§ **TASK INPUT**:
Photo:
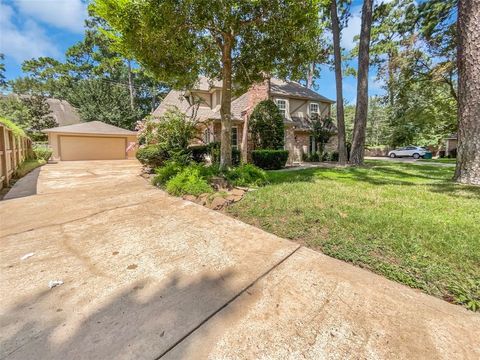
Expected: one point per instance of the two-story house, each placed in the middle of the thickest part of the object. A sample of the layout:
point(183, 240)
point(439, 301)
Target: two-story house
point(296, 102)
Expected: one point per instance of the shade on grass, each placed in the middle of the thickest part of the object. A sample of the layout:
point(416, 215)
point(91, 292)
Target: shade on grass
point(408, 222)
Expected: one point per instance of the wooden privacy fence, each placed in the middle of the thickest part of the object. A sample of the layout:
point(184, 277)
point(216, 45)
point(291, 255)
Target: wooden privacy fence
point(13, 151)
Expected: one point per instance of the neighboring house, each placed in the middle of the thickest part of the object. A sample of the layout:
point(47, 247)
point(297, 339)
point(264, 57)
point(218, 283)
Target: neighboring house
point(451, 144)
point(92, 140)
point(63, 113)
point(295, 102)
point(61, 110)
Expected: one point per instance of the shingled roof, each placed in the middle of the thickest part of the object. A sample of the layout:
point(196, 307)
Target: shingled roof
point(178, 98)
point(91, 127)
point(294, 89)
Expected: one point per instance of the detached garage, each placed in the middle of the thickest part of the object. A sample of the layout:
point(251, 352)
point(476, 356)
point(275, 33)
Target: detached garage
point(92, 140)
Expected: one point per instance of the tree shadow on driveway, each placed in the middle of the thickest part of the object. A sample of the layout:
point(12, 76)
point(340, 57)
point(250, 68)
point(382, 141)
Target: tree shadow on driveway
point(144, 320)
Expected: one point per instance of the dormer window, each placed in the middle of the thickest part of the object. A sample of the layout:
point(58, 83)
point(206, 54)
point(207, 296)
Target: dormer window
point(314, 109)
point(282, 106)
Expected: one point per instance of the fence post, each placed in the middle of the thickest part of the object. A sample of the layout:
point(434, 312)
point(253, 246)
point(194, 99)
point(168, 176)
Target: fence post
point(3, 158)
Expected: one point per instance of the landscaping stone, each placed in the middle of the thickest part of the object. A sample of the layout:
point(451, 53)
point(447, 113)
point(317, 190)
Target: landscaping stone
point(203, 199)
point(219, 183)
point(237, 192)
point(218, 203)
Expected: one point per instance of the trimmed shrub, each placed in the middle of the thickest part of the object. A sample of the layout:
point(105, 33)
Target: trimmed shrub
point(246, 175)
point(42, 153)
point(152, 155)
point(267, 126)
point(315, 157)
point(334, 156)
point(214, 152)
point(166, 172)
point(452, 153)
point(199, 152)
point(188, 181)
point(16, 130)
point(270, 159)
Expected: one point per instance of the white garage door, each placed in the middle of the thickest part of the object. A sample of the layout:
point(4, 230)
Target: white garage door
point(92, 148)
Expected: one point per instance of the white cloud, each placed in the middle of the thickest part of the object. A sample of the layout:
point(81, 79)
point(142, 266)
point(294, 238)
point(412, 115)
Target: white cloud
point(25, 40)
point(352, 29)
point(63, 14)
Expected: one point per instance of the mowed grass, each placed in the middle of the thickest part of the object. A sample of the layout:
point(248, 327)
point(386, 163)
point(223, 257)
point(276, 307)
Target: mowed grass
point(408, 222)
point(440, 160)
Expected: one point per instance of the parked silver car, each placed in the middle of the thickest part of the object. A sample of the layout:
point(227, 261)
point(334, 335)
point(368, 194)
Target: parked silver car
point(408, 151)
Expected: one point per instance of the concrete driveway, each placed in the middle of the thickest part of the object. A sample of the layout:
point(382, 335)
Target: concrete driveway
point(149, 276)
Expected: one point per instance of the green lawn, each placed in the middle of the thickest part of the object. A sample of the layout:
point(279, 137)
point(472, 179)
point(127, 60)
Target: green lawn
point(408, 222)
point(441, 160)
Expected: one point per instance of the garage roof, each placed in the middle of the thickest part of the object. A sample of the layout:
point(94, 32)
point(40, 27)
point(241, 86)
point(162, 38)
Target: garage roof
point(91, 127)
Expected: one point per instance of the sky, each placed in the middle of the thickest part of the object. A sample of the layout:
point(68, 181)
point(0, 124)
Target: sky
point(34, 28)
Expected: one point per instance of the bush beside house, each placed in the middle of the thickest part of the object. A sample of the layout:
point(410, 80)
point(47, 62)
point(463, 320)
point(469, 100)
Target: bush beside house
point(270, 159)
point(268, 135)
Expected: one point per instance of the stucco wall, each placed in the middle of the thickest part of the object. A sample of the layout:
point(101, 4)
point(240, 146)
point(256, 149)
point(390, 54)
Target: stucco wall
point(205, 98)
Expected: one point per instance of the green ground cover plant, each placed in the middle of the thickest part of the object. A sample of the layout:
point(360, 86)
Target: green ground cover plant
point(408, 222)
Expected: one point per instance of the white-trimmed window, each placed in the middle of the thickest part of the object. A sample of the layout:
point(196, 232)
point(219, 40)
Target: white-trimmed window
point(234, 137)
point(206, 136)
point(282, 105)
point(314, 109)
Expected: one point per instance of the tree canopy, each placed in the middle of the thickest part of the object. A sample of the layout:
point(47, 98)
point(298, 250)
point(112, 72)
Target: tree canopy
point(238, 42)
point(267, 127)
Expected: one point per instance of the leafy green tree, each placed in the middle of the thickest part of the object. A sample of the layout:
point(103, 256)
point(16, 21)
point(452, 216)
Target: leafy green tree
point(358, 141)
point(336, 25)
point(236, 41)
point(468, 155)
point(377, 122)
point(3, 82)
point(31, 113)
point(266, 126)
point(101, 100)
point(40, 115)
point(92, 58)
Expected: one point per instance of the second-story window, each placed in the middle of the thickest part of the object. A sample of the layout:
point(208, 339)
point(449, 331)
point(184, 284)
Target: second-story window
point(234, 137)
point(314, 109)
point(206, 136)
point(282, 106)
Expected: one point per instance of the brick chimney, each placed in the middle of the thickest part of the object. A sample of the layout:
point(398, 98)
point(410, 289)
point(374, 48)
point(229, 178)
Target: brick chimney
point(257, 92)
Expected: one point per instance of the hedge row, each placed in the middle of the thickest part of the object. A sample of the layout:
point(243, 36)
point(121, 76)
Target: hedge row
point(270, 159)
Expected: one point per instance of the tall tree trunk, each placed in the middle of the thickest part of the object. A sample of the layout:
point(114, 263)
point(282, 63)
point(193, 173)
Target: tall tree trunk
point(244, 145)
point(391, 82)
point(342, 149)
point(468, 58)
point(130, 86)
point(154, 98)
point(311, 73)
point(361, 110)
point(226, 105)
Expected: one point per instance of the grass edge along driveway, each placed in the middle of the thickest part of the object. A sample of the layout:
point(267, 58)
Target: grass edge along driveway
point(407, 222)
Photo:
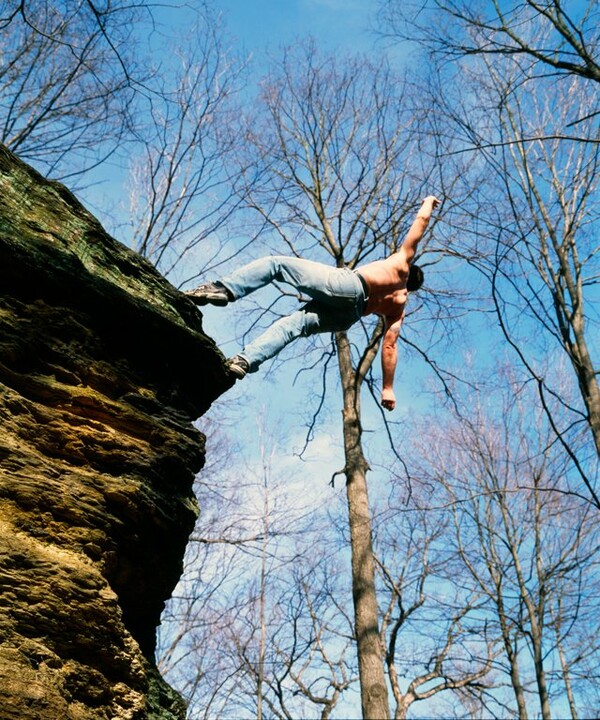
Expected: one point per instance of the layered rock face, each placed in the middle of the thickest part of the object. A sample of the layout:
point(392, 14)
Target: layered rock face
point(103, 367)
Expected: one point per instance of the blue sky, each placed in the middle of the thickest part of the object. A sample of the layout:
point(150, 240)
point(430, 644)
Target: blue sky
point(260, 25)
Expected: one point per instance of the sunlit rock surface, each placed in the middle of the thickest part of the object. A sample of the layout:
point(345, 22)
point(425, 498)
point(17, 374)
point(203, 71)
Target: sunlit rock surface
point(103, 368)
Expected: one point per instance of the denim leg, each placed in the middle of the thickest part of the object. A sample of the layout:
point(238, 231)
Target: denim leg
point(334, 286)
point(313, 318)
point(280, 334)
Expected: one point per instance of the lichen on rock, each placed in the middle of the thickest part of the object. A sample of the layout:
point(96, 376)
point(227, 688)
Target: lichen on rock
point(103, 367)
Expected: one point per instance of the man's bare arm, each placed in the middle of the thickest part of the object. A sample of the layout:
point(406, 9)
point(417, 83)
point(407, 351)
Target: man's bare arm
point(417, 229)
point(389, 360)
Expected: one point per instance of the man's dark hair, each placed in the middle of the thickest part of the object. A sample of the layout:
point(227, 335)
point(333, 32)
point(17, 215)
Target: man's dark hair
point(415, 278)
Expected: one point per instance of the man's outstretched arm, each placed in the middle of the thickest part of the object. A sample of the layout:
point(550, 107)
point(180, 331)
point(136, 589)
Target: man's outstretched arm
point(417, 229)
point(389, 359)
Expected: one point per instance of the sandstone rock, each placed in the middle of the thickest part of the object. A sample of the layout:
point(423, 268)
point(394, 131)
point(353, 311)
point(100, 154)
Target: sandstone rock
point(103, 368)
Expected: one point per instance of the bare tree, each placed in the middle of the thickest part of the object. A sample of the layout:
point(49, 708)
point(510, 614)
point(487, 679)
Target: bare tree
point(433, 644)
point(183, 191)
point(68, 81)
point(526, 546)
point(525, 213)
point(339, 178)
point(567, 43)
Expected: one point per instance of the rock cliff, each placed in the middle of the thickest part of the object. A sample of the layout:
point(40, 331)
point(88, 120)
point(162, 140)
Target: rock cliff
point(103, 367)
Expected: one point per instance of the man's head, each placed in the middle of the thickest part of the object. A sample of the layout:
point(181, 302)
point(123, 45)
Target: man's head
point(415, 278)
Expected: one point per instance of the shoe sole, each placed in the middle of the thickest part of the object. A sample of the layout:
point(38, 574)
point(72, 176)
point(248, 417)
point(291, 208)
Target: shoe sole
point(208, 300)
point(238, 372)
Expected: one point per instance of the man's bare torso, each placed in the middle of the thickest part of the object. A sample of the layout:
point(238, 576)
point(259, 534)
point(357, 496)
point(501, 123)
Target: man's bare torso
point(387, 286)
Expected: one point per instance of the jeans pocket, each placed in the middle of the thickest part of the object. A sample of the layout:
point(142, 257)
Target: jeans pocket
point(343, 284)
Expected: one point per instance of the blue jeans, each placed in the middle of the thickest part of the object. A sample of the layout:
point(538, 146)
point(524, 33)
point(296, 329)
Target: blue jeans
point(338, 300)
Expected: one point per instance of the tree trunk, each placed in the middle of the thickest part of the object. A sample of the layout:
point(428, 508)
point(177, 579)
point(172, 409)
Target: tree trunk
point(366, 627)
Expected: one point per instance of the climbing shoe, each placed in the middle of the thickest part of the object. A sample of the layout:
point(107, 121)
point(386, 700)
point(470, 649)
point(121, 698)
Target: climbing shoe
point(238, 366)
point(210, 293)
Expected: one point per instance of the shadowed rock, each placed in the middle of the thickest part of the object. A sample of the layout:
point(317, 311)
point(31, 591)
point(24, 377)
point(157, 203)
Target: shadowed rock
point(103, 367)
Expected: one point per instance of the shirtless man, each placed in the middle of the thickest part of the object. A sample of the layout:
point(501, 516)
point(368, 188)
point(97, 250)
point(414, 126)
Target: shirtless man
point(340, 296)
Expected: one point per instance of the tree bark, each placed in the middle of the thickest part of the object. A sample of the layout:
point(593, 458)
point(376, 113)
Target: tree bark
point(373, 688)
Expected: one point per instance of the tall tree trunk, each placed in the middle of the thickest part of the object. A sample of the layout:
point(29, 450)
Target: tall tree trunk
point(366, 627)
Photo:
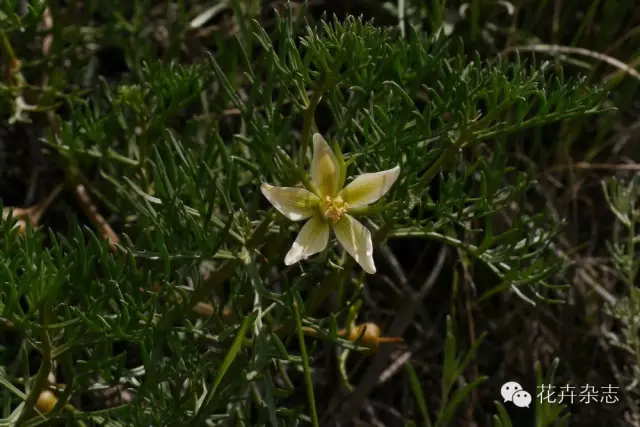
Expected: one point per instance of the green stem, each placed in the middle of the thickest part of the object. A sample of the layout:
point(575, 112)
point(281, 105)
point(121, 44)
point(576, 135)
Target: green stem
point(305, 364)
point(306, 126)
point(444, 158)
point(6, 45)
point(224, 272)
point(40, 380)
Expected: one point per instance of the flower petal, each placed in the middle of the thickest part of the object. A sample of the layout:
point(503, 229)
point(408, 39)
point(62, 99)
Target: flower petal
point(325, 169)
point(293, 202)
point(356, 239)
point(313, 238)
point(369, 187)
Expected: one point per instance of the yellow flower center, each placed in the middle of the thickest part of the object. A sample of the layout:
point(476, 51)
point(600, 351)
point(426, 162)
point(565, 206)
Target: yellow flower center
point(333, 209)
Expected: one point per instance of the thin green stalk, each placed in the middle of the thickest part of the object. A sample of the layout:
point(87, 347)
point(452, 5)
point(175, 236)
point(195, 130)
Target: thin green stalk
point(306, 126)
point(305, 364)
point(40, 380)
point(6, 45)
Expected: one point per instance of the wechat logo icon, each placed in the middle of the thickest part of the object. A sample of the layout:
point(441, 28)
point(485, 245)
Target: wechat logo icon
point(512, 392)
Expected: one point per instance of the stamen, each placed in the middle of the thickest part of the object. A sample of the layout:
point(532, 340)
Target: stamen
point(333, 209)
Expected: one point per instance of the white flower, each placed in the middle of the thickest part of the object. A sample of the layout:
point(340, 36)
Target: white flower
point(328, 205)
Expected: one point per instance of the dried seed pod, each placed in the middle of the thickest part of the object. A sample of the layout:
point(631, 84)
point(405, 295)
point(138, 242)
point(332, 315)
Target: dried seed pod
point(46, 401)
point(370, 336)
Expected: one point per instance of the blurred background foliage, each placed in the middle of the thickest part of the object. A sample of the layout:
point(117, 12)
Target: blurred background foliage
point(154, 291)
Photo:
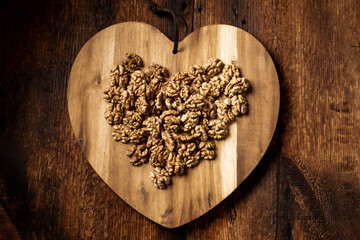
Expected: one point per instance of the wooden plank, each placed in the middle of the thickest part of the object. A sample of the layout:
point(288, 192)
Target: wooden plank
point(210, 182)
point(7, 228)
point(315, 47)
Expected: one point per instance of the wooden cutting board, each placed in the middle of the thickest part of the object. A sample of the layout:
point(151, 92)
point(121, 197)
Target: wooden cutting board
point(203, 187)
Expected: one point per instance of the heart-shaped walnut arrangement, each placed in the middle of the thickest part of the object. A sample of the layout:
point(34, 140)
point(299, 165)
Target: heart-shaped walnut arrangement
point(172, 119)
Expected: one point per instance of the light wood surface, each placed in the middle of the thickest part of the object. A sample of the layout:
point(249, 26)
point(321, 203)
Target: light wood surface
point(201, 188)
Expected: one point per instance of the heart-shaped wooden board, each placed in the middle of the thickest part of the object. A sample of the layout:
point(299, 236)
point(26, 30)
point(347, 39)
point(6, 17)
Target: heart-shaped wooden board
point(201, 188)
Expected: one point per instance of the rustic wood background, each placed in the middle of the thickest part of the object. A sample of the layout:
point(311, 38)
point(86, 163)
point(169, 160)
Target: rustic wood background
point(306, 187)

§ **YOUR OBJECTIVE**: Your output is the lines from the top of the entries through the line containing "point(91, 292)", exactly as they stand. No pictures belong in it.

§ **ANSWER BOX**:
Photo:
Expected: one point per instance of the two-story house, each placed in the middle of the thickest part of the object. A sample of the layout:
point(183, 240)
point(439, 301)
Target: two-story house
point(296, 102)
Expected: one point per instance of the shade on grass, each placed in the middle of the thickest part of the object. A sample of the layout:
point(416, 215)
point(91, 292)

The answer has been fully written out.